» Recorded information
■ ■ ■
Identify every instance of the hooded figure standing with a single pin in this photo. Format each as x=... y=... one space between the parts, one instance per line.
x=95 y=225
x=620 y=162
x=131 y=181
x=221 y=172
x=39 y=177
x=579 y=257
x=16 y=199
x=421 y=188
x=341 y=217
■ ■ ■
» Short exercise
Reproduce every line of the material above verbatim, in the same order and with the same spacing.

» Answer to this task
Identify every instance of the hooded figure standing with a single pin in this photo. Format each as x=... y=... one space between the parts, one instance per line.
x=95 y=225
x=620 y=162
x=131 y=181
x=221 y=172
x=39 y=177
x=579 y=257
x=16 y=199
x=421 y=188
x=341 y=217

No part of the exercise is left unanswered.